Text excerpt:
----

We’ve now arrived at the last stretch of this journey. As mentioned in the previous post, we will now try and establish some ways to increase the visibility on what’s happening in our cluster. This will imply two things: on one hand, we will improve the app that was built for this project, with the objective of imbuing it with an integration to an event monitoring system; and then we will build the event monitoring system itself.

Improving the backend#

We’re got to admit that we’re somewhat lucky, in that Golang is the perfect choice for building the kind of app we wanted: with a very simple logic, we’re able to integrate Prometheus into what we already have. So much so, that very little of what we already built is going to be changed (there’s only a single exception to this), with most of the work is about adding simple observability code by leveraging the existing prometheus Go client.

The single change we did was changing the handler function, that now looks like this:

func withMetrics(next http.Handler) http.HandlerFunc {
	return func(w http.ResponseWriter, r *http.Request) {
		start := time.Now()

----

Collected data:
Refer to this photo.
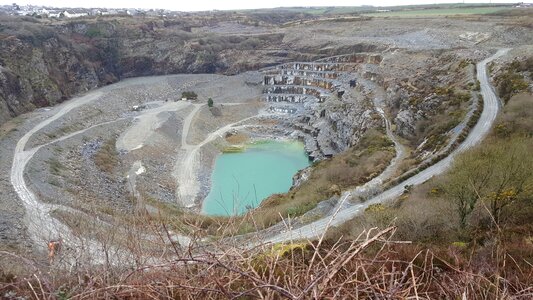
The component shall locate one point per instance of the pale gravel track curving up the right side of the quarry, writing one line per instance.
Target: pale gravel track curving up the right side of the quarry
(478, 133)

----

Task list:
1. Answer these about the monitoring post:
(a) What two things does increasing visibility into the cluster imply?
(b) What language is named as the perfect choice for building the app?
(c) What is the single change that was made to the existing code?
2. Quote the monitoring post from "We’re got to" to "start := time.Now()".
The listing is separate material, unrelated to the monitoring post.

Results:
1.
(a) Improving the app built for the project so that it integrates with an event monitoring system, and building the event monitoring system itself.
(b) Golang.
(c) Changing the handler function.

2.
We’re got to admit that we’re somewhat lucky, in that Golang is the perfect choice for building the kind of app we wanted: with a very simple logic, we’re able to integrate Prometheus into what we already have. So much so, that very little of what we already built is going to be changed (there’s only a single exception to this), with most of the work is about adding simple observability code by leveraging the existing prometheus Go client.

The single change we did was changing the handler function, that now looks like this:

func withMetrics(next http.Handler) http.HandlerFunc {
	return func(w http.ResponseWriter, r *http.Request) {
		start := time.Now()